## Begin

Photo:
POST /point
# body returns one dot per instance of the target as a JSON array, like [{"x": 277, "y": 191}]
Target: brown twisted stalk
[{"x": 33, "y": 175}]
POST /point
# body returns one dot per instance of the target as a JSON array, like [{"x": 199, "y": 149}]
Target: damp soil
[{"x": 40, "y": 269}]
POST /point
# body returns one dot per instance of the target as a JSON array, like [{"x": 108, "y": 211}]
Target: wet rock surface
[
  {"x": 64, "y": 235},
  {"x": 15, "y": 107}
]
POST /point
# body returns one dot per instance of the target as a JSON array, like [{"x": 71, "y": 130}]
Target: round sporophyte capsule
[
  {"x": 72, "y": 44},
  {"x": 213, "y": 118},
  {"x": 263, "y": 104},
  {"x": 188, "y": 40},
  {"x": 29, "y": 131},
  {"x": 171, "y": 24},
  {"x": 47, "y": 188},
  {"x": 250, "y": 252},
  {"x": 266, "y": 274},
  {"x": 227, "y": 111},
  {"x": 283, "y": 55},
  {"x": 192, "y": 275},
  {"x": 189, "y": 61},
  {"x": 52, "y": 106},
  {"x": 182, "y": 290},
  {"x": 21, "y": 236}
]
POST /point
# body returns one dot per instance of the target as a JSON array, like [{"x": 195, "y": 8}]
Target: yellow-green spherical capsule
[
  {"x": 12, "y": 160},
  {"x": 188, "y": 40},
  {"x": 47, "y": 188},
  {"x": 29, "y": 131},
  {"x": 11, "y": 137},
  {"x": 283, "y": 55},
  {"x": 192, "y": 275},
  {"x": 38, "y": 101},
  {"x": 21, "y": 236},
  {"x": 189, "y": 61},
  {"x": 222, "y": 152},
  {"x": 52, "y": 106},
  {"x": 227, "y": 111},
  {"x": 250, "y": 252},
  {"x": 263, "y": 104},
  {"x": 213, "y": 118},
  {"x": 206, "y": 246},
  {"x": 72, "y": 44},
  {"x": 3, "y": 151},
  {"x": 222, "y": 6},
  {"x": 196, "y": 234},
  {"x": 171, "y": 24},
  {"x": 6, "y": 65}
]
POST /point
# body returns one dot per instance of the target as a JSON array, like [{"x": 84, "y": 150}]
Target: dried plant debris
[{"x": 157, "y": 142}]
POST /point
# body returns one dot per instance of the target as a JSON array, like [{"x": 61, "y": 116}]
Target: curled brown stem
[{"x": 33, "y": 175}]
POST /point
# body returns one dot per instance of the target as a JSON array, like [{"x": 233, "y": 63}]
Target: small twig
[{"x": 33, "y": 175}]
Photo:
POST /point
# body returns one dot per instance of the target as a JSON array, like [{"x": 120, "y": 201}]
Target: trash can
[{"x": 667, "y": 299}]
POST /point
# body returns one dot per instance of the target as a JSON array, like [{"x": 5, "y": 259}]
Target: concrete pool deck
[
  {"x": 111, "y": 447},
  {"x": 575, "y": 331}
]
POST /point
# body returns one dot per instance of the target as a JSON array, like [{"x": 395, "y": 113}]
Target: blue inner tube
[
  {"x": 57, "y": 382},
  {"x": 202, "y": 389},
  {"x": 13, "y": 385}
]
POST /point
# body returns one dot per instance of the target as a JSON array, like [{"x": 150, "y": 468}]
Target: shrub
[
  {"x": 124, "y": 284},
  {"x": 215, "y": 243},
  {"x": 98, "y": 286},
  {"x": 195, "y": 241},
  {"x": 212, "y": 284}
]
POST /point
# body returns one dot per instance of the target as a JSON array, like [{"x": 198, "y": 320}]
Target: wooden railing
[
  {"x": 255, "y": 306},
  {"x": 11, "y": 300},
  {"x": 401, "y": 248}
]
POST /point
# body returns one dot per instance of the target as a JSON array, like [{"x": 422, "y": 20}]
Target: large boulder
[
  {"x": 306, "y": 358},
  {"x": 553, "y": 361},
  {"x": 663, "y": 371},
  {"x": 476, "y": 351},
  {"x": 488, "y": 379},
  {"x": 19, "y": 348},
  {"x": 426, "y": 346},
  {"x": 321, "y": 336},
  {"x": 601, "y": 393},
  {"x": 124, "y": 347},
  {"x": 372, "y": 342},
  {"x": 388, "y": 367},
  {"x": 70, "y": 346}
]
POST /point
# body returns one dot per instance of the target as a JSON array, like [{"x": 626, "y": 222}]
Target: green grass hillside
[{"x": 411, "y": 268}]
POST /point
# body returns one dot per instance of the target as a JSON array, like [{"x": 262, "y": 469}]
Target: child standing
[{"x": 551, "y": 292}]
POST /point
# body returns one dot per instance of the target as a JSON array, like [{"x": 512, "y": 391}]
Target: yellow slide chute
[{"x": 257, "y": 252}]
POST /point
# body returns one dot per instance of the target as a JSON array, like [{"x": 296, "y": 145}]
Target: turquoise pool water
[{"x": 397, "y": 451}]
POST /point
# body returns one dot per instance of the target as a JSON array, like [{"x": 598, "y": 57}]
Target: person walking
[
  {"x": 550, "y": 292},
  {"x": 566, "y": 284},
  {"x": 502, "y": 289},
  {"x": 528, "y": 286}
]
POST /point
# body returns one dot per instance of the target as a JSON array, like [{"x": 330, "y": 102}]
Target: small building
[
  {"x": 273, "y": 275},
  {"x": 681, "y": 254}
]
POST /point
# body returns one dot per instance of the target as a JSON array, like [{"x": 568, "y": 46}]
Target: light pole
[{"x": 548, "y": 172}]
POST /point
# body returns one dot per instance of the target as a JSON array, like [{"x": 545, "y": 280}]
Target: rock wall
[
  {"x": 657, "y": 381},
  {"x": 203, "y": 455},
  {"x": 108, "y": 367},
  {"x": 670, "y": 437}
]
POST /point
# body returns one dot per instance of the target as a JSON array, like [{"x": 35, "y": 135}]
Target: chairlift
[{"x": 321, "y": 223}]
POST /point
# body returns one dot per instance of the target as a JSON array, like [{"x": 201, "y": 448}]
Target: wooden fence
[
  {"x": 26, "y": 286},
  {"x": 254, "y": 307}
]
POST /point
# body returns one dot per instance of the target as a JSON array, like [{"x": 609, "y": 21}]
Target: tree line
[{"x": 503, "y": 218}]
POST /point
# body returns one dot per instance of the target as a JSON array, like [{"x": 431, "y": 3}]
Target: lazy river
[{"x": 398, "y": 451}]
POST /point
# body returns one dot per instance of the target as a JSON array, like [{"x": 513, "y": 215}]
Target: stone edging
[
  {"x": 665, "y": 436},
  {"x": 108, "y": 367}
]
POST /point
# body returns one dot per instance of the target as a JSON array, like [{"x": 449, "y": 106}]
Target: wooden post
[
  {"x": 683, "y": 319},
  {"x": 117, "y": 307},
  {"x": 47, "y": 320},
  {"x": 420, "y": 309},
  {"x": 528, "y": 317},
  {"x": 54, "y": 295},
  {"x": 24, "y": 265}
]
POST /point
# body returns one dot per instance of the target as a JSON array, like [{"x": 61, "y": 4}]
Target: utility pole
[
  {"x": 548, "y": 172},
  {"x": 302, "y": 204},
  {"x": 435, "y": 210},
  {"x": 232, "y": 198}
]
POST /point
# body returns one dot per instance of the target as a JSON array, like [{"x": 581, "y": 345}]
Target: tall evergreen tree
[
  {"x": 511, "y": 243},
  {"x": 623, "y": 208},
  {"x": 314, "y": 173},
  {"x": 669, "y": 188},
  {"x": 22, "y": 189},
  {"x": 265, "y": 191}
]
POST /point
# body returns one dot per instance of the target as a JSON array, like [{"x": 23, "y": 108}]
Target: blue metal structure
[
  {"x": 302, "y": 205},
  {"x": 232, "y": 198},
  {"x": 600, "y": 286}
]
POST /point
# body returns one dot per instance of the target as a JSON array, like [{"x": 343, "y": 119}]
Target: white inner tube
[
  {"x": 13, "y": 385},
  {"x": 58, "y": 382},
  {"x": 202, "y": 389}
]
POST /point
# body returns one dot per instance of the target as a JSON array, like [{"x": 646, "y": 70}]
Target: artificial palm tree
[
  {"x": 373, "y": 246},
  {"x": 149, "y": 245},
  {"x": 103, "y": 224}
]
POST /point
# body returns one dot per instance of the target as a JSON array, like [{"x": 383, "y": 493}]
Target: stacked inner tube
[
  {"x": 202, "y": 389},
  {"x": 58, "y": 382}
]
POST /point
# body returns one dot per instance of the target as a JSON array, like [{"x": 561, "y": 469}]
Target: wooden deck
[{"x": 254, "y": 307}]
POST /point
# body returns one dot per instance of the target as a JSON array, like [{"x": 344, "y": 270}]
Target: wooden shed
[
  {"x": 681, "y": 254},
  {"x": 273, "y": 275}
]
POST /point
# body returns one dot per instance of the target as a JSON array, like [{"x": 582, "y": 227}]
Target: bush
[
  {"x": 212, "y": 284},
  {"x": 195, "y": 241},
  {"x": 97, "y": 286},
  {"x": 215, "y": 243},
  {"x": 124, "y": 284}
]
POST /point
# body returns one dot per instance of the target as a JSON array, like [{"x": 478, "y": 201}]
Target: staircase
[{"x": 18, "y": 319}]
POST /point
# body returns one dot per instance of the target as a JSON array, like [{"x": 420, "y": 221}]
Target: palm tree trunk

## End

Pull every line from the records above that contains the word "pole", and copy each one in full.

TASK OUTPUT>
Target: light pole
Target: utility pole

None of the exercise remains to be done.